##### RECORDS TO PROCESS #####

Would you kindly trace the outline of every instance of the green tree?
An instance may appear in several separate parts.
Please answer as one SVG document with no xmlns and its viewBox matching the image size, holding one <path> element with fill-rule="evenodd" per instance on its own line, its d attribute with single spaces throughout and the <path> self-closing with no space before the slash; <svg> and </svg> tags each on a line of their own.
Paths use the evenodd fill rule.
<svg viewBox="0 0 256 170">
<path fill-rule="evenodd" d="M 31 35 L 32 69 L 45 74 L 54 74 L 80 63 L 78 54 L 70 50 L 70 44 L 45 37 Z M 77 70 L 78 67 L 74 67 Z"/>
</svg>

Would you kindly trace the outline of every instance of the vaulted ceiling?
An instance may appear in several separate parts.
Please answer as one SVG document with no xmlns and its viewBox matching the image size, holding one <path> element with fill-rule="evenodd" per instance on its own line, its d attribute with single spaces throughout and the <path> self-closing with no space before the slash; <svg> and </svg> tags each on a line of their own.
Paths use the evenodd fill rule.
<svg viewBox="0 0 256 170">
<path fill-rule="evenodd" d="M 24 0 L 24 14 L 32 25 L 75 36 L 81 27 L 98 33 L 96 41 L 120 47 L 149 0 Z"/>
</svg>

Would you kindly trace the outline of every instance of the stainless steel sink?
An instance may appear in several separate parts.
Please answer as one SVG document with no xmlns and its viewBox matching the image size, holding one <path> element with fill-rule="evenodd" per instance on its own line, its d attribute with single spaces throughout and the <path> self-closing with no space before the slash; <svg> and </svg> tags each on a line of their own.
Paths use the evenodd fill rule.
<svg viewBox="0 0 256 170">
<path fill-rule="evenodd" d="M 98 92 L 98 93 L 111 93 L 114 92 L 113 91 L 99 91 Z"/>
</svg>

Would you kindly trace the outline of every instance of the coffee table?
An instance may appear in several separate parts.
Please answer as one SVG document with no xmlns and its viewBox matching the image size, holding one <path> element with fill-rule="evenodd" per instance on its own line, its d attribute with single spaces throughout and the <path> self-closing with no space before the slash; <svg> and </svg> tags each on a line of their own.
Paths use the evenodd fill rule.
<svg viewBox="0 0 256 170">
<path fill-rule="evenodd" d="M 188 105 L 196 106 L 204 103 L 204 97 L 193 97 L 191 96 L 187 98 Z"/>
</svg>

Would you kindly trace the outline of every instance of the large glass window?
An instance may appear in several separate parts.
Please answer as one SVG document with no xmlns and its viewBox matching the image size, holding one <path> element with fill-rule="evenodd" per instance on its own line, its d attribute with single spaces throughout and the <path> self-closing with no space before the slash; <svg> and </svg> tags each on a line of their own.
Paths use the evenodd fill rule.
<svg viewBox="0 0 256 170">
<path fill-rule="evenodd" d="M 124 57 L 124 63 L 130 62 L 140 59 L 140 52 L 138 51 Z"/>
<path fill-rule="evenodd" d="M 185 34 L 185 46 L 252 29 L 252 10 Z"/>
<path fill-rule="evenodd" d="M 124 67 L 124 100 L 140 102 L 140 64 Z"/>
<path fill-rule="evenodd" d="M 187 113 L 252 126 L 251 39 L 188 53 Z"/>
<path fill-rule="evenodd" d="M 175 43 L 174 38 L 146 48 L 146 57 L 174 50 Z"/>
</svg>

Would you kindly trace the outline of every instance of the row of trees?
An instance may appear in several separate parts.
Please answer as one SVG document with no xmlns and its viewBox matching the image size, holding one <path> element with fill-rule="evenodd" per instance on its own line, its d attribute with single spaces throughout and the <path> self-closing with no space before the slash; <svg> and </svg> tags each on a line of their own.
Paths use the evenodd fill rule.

#####

▶ REQUIRED TASK: Rewrite the part of the listing that opens with the line containing "row of trees?" and runs through the end of the listing, replacing "separate" with "distinct" and leaving everything else unchanged.

▶ EXERCISE RESPONSE:
Would you kindly trace the outline of every instance of the row of trees?
An instance may appear in several distinct parts.
Please answer as one SVG document with no xmlns and its viewBox matching the image size, holding one <path> element with fill-rule="evenodd" per instance on its own line, its d attribute with single spaces throughout and the <path> self-closing with no space before the slash; <svg> and </svg> tags each on a line of their own.
Paths use the evenodd fill rule.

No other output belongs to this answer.